**TASK INSTRUCTIONS:** Word for word, restate the lines from the one holding "stack of papers" through the end of the data below, including both endpoints and nothing more.

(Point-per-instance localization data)

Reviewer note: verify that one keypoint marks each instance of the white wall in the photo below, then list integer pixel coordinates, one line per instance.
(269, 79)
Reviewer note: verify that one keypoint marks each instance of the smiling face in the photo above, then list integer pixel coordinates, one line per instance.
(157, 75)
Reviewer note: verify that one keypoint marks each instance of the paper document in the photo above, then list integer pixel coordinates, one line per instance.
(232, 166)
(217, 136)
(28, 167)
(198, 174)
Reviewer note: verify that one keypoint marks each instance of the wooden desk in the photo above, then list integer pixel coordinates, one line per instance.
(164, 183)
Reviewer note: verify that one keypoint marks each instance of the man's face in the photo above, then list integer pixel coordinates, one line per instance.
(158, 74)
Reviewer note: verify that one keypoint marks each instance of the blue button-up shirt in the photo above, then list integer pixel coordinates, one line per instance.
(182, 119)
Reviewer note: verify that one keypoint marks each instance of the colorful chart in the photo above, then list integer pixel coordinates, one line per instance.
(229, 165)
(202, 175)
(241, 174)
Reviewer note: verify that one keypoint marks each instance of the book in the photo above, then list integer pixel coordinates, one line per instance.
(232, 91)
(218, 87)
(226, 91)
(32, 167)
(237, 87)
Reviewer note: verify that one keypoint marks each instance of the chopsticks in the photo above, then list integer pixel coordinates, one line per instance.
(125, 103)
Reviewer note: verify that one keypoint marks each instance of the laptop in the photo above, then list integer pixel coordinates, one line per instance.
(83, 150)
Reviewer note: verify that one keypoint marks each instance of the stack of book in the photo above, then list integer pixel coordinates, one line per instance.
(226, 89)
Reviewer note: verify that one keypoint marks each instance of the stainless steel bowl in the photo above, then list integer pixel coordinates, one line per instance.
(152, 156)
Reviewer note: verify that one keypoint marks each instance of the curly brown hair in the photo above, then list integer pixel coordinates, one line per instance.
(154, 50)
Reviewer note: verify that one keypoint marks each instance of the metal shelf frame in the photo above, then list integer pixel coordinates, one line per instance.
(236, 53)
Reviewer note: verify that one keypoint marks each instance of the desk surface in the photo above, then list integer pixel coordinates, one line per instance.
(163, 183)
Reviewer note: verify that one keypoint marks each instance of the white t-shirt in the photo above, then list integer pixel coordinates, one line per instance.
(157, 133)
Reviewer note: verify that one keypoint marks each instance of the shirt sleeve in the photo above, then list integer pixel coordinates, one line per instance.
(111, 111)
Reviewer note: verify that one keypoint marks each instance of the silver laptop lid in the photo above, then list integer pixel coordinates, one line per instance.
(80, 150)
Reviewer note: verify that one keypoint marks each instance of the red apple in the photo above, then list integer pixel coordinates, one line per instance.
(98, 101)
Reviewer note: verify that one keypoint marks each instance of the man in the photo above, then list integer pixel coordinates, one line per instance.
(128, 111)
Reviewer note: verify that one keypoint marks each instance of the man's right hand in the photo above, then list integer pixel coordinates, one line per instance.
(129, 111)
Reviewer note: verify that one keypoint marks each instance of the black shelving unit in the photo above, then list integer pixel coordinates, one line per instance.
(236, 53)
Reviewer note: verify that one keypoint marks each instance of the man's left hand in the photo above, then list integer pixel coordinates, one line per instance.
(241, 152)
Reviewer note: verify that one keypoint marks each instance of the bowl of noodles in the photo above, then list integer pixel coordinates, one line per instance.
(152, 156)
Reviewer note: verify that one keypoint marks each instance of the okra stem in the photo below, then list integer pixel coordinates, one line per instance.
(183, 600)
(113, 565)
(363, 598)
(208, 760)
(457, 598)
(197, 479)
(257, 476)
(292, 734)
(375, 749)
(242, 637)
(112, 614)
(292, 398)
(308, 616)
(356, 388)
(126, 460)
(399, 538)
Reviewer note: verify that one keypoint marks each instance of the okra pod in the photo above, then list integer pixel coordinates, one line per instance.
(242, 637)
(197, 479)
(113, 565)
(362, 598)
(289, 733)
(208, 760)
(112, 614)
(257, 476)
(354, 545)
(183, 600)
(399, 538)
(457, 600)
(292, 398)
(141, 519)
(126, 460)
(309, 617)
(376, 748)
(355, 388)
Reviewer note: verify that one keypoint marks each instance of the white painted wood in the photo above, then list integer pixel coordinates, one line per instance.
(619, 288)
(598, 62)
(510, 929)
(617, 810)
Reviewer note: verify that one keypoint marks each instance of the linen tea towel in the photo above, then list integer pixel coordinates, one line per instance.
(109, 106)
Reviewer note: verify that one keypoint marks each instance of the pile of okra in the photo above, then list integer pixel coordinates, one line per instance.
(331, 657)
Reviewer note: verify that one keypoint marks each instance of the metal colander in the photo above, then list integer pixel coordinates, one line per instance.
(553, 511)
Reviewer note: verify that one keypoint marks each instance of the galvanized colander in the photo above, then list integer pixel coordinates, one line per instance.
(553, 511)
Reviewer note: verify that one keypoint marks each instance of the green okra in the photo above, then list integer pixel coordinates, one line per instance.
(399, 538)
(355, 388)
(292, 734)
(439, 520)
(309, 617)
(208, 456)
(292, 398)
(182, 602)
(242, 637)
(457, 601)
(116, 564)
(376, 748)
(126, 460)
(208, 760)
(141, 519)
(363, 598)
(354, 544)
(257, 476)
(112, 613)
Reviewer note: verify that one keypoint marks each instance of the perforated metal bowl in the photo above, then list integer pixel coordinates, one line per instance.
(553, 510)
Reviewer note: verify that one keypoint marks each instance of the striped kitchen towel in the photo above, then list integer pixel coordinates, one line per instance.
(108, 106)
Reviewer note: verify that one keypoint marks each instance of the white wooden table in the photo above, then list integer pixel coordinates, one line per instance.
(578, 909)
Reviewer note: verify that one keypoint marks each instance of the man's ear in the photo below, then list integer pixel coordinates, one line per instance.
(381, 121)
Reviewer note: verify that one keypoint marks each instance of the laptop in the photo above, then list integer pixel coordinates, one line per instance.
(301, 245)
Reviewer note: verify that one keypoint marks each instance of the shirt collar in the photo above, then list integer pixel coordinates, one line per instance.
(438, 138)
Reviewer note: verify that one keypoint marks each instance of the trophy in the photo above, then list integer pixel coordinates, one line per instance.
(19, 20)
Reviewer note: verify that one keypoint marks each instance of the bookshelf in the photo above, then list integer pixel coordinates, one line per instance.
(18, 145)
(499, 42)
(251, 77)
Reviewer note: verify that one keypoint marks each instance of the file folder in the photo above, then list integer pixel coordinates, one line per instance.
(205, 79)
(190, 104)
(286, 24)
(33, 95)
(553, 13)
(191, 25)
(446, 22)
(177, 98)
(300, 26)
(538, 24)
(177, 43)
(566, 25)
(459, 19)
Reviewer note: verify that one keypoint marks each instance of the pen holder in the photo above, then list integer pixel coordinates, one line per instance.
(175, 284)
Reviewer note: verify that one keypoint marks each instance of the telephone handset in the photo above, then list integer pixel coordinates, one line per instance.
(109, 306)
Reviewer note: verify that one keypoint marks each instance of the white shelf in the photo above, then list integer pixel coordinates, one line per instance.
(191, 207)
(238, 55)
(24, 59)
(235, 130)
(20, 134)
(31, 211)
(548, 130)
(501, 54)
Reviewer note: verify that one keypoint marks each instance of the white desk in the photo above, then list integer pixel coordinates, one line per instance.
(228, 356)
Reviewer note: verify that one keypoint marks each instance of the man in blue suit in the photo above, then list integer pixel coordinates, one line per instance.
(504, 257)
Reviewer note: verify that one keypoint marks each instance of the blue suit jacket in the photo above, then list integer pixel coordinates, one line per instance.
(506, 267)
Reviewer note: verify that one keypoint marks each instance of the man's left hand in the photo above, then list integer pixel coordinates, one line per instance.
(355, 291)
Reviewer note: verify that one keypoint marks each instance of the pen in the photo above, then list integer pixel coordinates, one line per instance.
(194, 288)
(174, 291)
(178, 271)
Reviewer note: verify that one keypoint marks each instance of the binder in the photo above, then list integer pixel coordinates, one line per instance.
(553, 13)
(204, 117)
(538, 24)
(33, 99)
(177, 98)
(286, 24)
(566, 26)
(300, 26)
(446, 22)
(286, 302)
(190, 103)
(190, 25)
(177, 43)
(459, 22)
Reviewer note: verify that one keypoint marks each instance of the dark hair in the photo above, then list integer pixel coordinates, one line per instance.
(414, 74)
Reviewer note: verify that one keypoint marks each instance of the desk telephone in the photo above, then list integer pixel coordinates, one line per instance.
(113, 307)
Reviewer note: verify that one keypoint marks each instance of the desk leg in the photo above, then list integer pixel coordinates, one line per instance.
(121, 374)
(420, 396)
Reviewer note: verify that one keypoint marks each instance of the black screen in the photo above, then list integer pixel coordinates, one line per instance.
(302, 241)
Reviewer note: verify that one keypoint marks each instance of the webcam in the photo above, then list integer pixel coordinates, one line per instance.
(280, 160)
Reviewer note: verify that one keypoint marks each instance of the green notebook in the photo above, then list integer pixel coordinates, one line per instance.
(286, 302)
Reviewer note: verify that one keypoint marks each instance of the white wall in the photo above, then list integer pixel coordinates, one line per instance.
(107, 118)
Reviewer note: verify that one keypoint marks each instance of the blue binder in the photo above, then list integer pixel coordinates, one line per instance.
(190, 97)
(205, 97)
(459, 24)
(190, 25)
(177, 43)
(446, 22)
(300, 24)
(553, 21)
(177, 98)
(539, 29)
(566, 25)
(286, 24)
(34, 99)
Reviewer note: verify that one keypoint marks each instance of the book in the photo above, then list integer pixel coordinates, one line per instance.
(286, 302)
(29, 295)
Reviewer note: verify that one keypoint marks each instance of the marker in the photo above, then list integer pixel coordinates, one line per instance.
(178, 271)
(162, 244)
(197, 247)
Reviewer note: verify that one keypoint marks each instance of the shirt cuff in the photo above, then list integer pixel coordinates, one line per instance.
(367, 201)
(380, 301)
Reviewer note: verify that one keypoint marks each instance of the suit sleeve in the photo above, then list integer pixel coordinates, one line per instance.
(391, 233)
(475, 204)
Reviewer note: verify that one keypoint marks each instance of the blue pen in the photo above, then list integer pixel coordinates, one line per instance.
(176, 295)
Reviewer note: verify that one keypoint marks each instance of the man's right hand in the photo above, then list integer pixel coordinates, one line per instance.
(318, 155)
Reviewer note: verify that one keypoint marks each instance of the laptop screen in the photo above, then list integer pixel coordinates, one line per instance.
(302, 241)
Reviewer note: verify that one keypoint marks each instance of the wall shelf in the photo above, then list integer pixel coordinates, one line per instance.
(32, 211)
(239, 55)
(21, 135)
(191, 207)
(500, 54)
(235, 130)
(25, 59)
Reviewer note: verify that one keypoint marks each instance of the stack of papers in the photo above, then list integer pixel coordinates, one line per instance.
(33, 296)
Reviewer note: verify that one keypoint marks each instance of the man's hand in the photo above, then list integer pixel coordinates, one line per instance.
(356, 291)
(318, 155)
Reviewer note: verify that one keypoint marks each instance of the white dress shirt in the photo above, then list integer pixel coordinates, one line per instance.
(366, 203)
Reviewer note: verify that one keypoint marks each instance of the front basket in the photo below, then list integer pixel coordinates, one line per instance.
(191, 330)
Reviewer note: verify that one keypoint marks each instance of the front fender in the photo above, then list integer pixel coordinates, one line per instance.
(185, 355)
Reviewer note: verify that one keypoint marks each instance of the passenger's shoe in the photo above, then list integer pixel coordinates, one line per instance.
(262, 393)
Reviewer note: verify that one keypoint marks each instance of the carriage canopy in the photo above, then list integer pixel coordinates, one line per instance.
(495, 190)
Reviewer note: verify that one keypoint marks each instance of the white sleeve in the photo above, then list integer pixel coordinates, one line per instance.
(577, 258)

**RESPONSE TO THIS EXERCISE:**
Reviewer note: verify that one keypoint marks each instance of the stack of papers in the photo above, then list integer pixel coordinates, one line per instance.
(33, 296)
Reviewer note: verify that one keypoint marks each instance of the man's hand in the photo above, then list integer pixel coordinates, one line per instance.
(356, 291)
(318, 155)
Reviewer note: verify that one keypoint marks each instance of the white dress shirt in the photo above, then list integer pixel coordinates, one line per instance.
(366, 203)
Reviewer note: verify that one keypoint marks each instance of the front basket in the photo below, then list integer pixel coordinates, one line per instance.
(191, 330)
Reviewer note: verify that one keypoint marks each instance of the front fender in the photo above, then list integer pixel coordinates, one line per instance.
(185, 355)
Reviewer note: verify that one keypoint marks each instance of the passenger's shoe in the photo above, then list integer pixel coordinates, one line per instance.
(262, 393)
Reviewer note: verify that one keypoint marks each instance of the carriage canopy in the photo above, then list integer pixel coordinates, one line per instance.
(495, 190)
Reviewer note: verify that one keypoint marks each instance of the white sleeve in the photo above, then list integer pixel coordinates, one line per instance.
(577, 258)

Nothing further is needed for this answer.